### To be done
Set down, without alteration, the lines from the one that contains "Locate the black arm" through the final line of the material below.

########

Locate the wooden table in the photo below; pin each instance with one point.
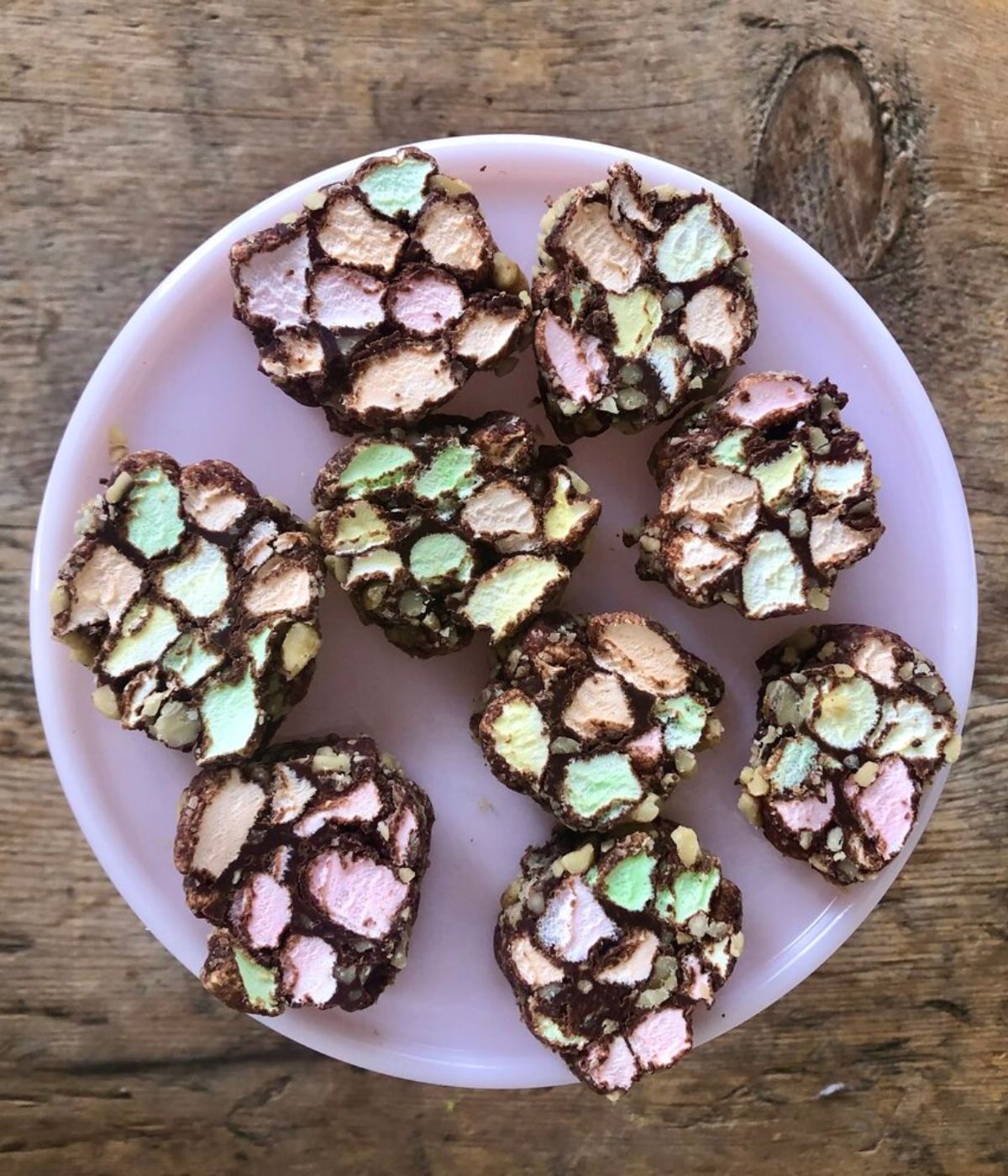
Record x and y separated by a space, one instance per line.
131 131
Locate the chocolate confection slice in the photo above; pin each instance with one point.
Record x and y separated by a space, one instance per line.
643 300
382 297
194 601
452 527
766 496
611 941
852 726
596 717
308 862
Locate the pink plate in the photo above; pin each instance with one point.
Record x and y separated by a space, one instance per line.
181 376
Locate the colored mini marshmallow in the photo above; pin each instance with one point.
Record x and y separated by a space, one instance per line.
194 601
605 970
382 297
308 862
643 302
852 726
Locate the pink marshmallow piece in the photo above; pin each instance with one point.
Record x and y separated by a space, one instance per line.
426 302
356 893
575 921
886 807
347 297
759 399
611 1064
266 908
359 806
308 963
811 814
579 362
661 1038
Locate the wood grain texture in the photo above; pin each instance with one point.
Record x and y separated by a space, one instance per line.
127 134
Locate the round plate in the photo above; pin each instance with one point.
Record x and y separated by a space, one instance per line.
181 376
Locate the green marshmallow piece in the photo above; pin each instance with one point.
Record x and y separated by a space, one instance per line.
846 711
628 882
795 761
522 738
596 785
840 479
693 244
579 291
637 317
199 582
669 359
776 478
728 450
682 720
360 527
229 713
149 631
440 556
512 591
397 186
191 659
259 982
564 513
908 728
259 644
376 466
450 472
549 1031
692 893
153 517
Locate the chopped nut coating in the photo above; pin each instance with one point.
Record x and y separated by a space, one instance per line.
643 300
592 717
766 496
196 602
452 527
382 297
846 741
610 944
308 864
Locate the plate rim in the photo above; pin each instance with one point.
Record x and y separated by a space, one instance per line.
375 1055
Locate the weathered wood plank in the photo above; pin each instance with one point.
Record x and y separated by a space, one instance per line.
126 137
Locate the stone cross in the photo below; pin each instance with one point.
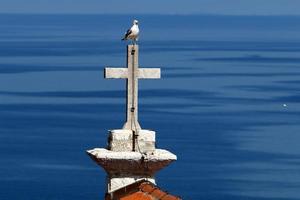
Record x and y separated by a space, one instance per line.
132 73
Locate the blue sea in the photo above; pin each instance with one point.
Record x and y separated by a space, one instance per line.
228 103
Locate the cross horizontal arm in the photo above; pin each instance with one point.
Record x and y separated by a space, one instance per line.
149 73
115 72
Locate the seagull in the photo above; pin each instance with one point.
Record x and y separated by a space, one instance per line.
133 32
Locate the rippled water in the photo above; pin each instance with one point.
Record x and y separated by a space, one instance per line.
227 103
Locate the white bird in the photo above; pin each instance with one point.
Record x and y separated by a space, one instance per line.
133 32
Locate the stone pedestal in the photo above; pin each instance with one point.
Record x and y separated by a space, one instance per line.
125 166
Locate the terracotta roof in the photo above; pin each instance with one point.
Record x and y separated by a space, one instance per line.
142 190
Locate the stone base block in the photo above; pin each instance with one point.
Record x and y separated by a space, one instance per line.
132 163
122 140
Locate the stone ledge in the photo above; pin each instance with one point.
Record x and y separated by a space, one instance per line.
122 140
131 163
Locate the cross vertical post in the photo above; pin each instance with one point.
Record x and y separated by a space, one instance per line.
132 88
132 73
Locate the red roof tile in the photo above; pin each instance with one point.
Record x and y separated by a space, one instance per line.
142 190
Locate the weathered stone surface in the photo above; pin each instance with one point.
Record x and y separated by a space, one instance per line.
132 73
132 163
122 140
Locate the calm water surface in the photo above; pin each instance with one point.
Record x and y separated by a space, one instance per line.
227 103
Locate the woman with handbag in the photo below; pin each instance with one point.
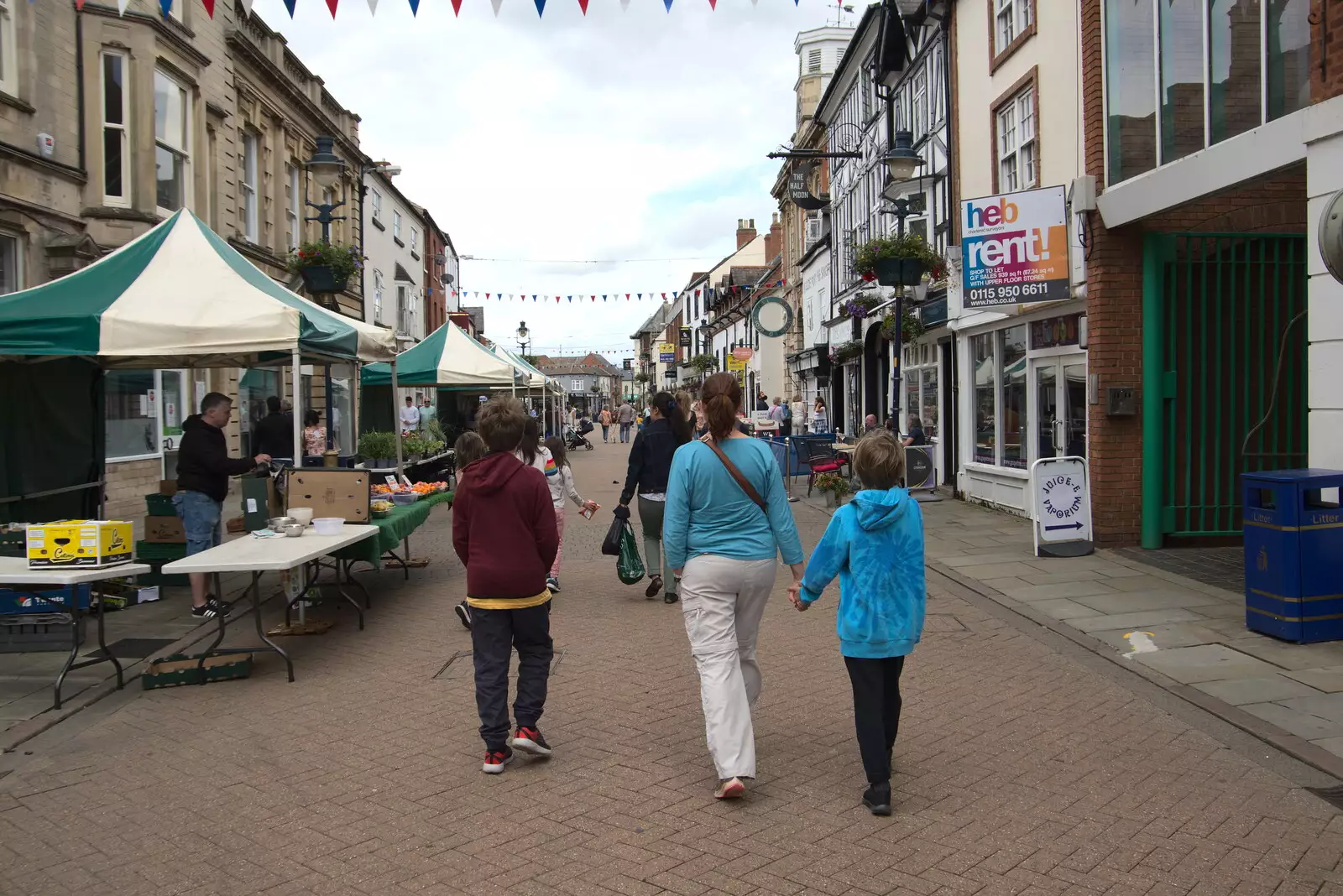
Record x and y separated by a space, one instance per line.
727 521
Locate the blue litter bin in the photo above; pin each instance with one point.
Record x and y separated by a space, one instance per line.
1293 555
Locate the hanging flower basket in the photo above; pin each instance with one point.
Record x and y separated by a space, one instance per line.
899 260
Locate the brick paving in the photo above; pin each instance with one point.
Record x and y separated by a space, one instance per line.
1021 770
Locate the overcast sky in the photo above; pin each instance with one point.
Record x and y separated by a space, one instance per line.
637 134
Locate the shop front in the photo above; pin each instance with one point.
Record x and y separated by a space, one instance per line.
1025 380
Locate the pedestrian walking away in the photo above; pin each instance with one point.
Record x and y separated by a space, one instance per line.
504 533
651 464
875 544
468 448
562 486
203 472
727 521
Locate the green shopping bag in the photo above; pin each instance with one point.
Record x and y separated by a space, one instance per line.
629 566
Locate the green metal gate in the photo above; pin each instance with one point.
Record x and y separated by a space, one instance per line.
1224 349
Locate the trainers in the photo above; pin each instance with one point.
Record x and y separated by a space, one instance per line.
496 759
877 799
530 742
212 608
729 789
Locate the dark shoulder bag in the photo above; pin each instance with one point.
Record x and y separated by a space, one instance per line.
736 474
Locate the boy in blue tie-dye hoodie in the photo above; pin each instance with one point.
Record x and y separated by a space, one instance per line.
875 544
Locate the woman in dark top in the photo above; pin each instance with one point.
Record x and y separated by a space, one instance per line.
651 463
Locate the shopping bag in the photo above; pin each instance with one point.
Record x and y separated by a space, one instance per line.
630 565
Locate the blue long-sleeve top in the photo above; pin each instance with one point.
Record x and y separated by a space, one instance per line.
875 544
707 511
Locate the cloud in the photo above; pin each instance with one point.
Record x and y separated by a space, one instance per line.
609 136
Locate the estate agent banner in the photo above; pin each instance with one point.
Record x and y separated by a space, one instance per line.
1014 248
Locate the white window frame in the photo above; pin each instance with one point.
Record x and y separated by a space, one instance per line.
123 127
293 216
8 49
183 152
1016 136
248 183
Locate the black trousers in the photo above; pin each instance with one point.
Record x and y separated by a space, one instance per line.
494 633
876 711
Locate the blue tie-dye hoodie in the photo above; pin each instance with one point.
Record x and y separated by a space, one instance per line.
875 544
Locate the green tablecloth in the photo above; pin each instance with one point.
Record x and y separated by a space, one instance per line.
393 530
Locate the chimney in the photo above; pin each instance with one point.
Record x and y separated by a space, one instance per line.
774 239
745 231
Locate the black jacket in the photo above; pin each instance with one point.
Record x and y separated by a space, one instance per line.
274 436
651 461
203 461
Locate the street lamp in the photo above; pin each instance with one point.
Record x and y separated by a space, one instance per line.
327 169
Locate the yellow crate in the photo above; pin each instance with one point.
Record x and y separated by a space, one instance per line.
81 542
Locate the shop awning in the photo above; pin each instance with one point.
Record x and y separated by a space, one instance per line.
179 297
447 358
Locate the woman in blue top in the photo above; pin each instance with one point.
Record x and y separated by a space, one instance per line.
724 544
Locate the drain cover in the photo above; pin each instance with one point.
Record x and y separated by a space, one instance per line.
460 665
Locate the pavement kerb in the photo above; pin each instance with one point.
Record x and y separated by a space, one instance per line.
24 732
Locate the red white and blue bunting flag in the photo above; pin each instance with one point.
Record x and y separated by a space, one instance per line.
613 297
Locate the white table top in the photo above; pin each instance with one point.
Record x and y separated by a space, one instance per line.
13 570
264 555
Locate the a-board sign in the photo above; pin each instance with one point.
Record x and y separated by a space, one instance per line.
1060 499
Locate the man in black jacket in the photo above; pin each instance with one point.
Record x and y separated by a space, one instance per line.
274 434
203 471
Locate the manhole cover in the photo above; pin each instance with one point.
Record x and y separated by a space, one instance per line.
460 665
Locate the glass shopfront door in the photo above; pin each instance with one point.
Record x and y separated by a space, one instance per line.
1058 412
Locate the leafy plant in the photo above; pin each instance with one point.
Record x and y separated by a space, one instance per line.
846 352
342 259
705 364
378 445
911 246
833 483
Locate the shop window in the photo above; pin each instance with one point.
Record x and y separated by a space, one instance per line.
172 143
132 420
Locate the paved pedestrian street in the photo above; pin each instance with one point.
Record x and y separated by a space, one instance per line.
1025 765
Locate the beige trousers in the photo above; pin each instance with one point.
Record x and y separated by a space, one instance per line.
723 602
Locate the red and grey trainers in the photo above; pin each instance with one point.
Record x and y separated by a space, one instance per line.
496 759
530 742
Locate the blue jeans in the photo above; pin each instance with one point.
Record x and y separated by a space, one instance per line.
201 518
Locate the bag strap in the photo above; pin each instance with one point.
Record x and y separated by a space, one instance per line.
736 474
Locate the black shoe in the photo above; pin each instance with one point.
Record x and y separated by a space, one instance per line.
212 608
877 799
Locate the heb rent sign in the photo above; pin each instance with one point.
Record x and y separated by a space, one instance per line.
1014 248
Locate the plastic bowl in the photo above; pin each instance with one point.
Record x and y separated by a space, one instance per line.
328 524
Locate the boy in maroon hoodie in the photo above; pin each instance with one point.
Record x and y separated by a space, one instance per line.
504 530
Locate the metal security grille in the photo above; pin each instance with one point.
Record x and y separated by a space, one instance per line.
1235 356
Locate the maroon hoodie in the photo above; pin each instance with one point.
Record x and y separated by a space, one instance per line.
504 528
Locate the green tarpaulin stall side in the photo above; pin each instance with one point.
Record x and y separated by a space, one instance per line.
176 297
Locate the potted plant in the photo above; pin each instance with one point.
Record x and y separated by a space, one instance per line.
326 267
899 260
378 448
911 331
833 486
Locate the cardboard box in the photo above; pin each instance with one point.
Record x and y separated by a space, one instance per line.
81 542
165 530
331 492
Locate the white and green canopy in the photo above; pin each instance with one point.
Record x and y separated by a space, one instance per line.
180 297
447 358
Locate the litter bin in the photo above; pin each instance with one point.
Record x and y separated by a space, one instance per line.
1293 555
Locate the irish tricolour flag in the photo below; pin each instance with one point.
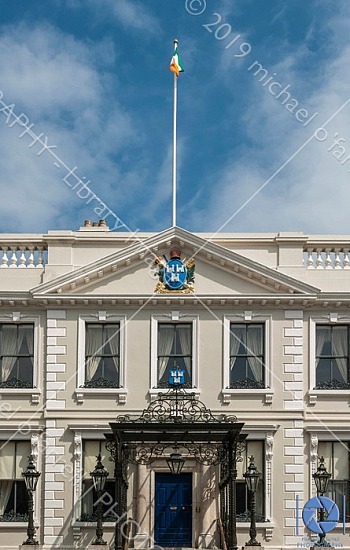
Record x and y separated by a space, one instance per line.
176 64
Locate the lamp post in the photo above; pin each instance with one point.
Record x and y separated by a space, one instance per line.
31 476
252 478
321 478
99 476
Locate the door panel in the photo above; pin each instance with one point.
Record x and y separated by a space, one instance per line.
173 509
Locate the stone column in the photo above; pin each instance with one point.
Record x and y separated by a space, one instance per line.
206 511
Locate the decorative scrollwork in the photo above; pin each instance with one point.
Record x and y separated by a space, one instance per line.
247 384
144 454
101 383
333 385
206 453
177 406
16 383
13 516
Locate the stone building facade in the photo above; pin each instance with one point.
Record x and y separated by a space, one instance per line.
262 334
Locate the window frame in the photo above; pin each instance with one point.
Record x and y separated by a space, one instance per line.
247 318
325 434
173 318
101 318
331 326
314 394
17 318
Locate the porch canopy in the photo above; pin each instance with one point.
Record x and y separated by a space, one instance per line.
178 420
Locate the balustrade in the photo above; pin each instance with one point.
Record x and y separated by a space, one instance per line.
327 257
23 256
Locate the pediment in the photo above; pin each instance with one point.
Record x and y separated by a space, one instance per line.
130 272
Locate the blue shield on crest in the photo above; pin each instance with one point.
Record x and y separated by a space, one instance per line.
176 377
175 274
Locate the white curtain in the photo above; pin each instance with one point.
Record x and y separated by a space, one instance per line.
26 336
185 337
236 339
322 335
254 347
8 346
93 346
165 344
340 347
112 337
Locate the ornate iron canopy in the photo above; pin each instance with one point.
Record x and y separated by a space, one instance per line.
178 421
176 418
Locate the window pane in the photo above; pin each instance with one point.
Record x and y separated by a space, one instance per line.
93 340
102 354
174 351
332 356
323 370
247 355
23 451
7 460
323 339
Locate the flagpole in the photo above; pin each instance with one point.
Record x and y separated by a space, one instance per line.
174 141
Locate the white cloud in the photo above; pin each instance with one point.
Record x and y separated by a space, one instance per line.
58 83
312 193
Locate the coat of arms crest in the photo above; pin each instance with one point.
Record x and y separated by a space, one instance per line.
175 275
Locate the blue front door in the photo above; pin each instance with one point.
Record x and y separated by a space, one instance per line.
173 510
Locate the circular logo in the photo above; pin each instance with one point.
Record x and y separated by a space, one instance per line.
175 274
310 515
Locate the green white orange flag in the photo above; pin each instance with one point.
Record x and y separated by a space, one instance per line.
176 64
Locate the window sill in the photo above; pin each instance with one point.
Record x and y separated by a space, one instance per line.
17 524
228 394
266 526
315 394
154 392
33 392
119 393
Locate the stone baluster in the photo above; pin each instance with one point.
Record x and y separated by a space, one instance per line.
4 259
346 261
337 259
40 257
22 259
319 259
13 260
328 260
310 259
31 257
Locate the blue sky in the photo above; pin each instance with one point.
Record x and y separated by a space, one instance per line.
92 78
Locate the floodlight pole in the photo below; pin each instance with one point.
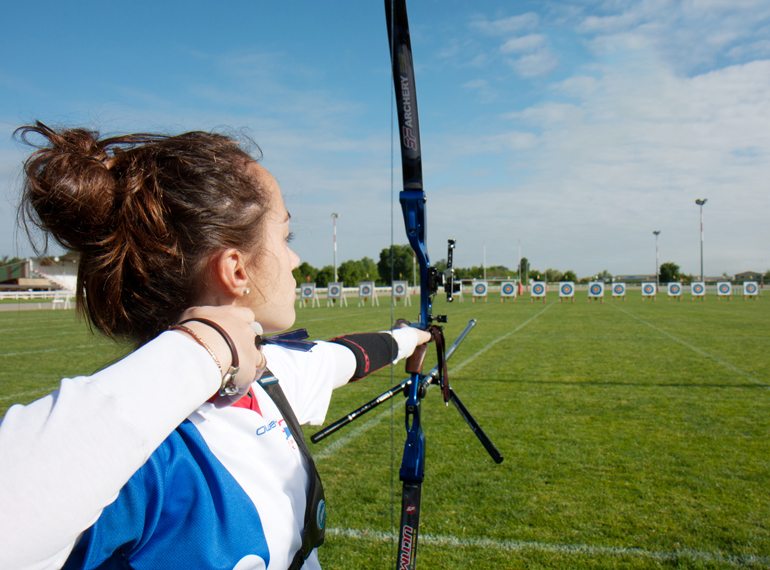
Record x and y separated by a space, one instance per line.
700 202
657 260
334 242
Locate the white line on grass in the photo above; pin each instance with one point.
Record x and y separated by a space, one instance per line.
27 393
695 349
341 442
558 548
44 350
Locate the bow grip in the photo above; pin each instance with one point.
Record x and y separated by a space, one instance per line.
414 362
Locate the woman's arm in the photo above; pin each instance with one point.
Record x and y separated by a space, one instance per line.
64 457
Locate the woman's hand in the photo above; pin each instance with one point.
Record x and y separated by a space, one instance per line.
239 325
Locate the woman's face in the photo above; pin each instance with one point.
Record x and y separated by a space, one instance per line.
273 286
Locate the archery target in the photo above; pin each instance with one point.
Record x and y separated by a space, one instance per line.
508 289
538 289
480 288
698 289
400 289
365 289
674 289
307 290
750 288
648 289
335 290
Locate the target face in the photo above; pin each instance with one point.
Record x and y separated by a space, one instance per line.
538 289
674 289
307 291
698 289
596 289
648 289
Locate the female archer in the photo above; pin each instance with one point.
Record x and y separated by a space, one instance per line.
186 453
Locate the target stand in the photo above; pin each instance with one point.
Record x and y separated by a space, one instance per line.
697 291
480 290
750 291
567 291
596 291
508 291
308 295
724 290
537 291
400 292
335 295
366 292
619 291
674 291
648 291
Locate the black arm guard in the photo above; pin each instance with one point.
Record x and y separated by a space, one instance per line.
372 351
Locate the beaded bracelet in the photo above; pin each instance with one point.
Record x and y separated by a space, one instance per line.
228 387
197 339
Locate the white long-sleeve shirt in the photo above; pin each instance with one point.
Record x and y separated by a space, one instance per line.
65 458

########

### Full solution
Locate the black arm guard in the photo above; pin each instance with one point.
Record x and y separated by a space, one instance per line.
372 351
Locate the beaded bracelet in the photo above; pin each instance with one point.
Record x and y separated by a space, one instance per line.
228 387
197 339
Locate the white long-sleeve shirt in the photo above; pin each instance with one point.
Record x and y separated by a space, one instance per line.
65 458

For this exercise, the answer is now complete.